* _STUDY QUESTIONS_:
(1) Retype the passage from the LIBOR text starting at "As the rate" and ending at "affected by LIBOR.".
(2) In the LIBOR text, what share of U.S. mortgages does the Council on Foreign Relations say are linked to the rate?
(3) Carry on the text about LIBOR and loans from the point where it stops.

As the rate at which banks lend one another money, LIBOR might seem like it has no impact on ordinary borrowers. But in reality, many financial institutions use LIBOR as a benchmark when setting rates on their own loan products. Here are a few types of loans that may be affected by LIBOR.
Gains in LIBOR are a big deal if you have a mortgage that’s linked to the rate, as about half of mortgages in the U.S. are, according to the Council on Foreign Relations.
With an ARM, you lock in an interest rate, typically a low one, for a fixed period. Once that period ends, the mortgage resets to the current interest rate of that index. ARMs come in many forms, including the commonplace one-year and 5/1 ARMs. The first number you see represents the number of years you pay a fixed rate (five in this case), and the second number tells you how often the rate is reset (once a year).
If LIBOR is down when the mortgage rate resets, your monthly payment will be lower. If LIBOR is higher, your payment each month will rise. The difference in LIBOR may not mean much to someone who has enough money to handle an increased mortgage payment, but for people just getting by, a rising LIBOR can be devastating.
Throughout most of 2020 and the early part of 2021, interest rates were at all-time lows because of the COVID-19 pandemic. If your ARM rate were to reset during this time, you’d likely see your interest rate — and therefore your payment — decrease.
However, rates are beginning to increase again amid inflation, which means ARM borrowers will see their rates increase with LIBOR or its replacement. To avoid further increases, you have the option to refinance your mortgage into a fixed-rate loan before the ARM adjusts. However, the ability to do that will depend on many factors, such as the equity in your home, your credit standing and your job situation.

* _Data excerpts_:
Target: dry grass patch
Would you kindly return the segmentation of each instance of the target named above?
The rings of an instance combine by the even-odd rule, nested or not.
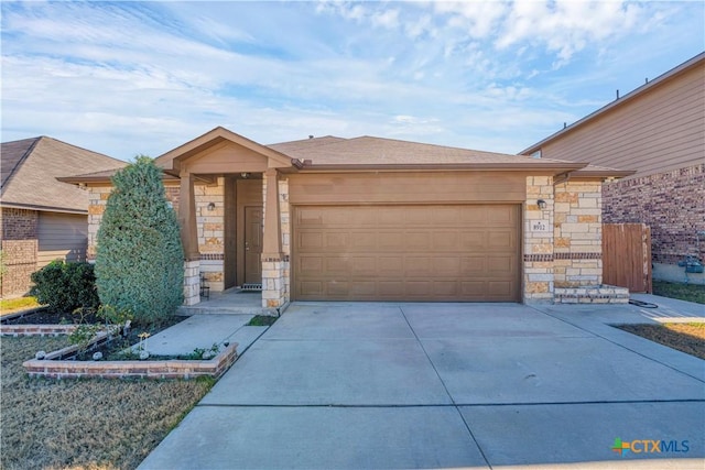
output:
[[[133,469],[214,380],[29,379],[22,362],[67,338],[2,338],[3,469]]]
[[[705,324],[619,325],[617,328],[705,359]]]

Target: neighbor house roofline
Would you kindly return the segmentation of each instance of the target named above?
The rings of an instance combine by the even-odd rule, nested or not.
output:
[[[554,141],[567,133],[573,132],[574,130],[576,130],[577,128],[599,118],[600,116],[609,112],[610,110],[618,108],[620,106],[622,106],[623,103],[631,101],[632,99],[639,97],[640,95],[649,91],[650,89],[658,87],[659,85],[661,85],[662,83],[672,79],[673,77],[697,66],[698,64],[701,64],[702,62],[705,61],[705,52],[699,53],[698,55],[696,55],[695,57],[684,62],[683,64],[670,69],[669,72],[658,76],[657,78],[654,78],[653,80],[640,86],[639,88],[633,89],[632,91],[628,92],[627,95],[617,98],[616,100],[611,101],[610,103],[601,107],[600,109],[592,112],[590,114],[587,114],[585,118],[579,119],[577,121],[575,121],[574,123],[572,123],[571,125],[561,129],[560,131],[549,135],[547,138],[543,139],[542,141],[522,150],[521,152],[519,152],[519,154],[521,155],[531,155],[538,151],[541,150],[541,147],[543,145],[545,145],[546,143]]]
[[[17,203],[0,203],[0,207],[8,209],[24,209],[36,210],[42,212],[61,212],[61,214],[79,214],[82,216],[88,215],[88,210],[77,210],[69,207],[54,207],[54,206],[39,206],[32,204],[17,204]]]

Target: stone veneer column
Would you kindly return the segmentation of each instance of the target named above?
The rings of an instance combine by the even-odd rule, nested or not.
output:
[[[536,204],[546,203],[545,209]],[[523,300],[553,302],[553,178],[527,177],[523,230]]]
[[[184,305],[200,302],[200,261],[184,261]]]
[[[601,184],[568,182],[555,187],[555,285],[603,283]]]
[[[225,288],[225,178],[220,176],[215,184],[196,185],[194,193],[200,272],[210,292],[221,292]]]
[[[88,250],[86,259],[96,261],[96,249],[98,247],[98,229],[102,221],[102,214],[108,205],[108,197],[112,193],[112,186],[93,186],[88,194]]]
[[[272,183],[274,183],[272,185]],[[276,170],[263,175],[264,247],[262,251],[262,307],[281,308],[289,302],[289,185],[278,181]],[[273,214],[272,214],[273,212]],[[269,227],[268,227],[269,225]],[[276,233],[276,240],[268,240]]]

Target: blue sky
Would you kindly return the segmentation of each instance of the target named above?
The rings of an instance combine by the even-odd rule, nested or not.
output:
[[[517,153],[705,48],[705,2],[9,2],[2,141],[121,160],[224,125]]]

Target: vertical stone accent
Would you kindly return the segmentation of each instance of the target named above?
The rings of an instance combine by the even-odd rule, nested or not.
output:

...

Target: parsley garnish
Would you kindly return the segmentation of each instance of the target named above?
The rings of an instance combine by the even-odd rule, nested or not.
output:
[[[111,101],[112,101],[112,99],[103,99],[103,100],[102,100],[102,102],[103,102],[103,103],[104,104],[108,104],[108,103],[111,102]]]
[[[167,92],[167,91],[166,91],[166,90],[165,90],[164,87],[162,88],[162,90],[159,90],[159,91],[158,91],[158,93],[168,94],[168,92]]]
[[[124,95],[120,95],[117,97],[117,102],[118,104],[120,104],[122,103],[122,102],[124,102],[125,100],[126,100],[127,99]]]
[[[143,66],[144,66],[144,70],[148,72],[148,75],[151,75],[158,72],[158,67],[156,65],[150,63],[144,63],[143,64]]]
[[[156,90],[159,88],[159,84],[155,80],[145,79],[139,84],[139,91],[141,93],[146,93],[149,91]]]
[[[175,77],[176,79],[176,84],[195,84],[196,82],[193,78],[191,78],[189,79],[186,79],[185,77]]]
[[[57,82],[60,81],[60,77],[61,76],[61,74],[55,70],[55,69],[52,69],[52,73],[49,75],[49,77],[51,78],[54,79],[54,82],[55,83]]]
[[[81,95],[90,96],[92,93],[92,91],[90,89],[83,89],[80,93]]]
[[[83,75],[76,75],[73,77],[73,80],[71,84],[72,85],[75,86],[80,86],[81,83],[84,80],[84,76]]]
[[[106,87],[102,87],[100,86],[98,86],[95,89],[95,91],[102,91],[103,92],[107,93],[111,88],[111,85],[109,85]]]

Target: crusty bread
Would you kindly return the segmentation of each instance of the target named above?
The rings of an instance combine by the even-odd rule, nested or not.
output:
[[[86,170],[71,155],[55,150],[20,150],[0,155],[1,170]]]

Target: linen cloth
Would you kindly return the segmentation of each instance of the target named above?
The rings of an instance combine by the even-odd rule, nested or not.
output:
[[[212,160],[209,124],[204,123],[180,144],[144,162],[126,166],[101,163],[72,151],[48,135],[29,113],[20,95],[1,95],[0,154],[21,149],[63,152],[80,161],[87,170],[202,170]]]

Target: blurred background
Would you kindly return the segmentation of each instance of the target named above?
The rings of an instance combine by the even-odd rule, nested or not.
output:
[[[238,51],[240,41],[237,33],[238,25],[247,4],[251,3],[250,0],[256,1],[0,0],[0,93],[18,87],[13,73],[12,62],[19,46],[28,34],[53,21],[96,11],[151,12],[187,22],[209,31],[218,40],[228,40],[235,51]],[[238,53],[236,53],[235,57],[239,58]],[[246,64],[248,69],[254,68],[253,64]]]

---

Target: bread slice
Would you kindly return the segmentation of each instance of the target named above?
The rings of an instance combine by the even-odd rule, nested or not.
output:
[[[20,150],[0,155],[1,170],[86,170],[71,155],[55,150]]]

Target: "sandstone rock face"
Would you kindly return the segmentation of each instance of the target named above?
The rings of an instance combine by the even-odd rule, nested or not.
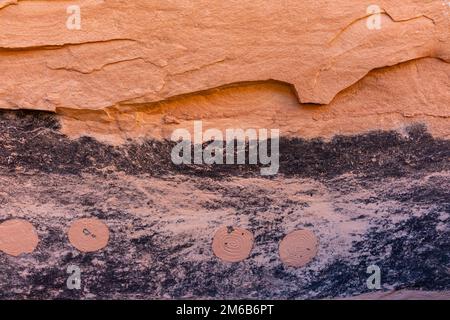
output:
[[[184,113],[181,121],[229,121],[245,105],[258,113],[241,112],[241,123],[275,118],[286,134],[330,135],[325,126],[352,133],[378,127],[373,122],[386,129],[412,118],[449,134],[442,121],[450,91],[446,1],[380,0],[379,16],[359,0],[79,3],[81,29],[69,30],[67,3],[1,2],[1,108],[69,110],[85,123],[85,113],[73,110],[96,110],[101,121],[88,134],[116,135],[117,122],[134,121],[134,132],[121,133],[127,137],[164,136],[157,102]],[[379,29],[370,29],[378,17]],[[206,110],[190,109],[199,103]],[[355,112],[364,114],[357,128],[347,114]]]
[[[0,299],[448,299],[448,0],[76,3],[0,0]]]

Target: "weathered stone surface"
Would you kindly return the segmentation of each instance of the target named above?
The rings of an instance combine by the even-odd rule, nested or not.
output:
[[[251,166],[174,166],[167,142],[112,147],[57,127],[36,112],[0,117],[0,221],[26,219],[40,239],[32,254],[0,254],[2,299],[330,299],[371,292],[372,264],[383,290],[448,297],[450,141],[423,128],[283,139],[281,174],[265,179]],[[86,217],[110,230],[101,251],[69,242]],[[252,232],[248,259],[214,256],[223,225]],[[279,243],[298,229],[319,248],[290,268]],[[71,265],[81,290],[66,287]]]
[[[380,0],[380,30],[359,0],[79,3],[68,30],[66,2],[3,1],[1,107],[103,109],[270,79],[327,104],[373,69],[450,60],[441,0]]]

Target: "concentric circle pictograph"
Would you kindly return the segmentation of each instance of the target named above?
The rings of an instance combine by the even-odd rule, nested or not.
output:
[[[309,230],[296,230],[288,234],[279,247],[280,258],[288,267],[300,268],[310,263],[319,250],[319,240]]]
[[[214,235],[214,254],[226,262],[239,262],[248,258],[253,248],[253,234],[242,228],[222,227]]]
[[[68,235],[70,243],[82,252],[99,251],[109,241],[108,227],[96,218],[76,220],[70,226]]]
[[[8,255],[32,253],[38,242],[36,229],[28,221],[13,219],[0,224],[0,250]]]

* _ANSWERS TO THE TASKS_:
(1)
As the rate at which banks lend one another money, LIBOR might seem like it has no impact on ordinary borrowers. But in reality, many financial institutions use LIBOR as a benchmark when setting rates on their own loan products. Here are a few types of loans that may be affected by LIBOR.

(2) About half.

(3)
If you have an adjustable-rate home equity line of credit (HELOC), as is most often the case, then you’ll also be impacted by LIBOR.
A HELOC is revolving debt, meaning you can borrow and pay back your credit limit during a draw period like a credit card.
HELOCs usually have interest-only payments during the draw period. The interest rates are usually variable and are often based on LIBOR. Borrowers may have a very low minimum monthly payment when LIBOR is low but then see it increase when LIBOR increases.
Private student loans that aren’t backed by the federal government are also typically tied to LIBOR. For example, you might take out a student loan with a rate that’s LIBOR plus 2 percent or LIBOR plus 7 percent. The margin would depend on the creditworthiness of the borrower and/or cosigner.
Just like with mortgages, LIBOR has the greatest impact on borrowers with variable-rate loans. If you have a variable-rate student loan, your monthly payments could increase or decrease each year as LIBOR increases or decreases.
Understanding the impact of the LIBOR on interest rates will make you a savvier borrower when you’re looking for a mortgage or student loan. Whether you are going with a loan tied to LIBOR or not, you have to pay attention to your credit and to finance charges.
Another type of loan that could be affected by LIBOR is a personal loan, which is unsecured debt. These loans are often used for purposes like consolidating high-interest debt or making a large purchase. Personal loans are usually fixed-rate loans but can also come as variable-rate loans.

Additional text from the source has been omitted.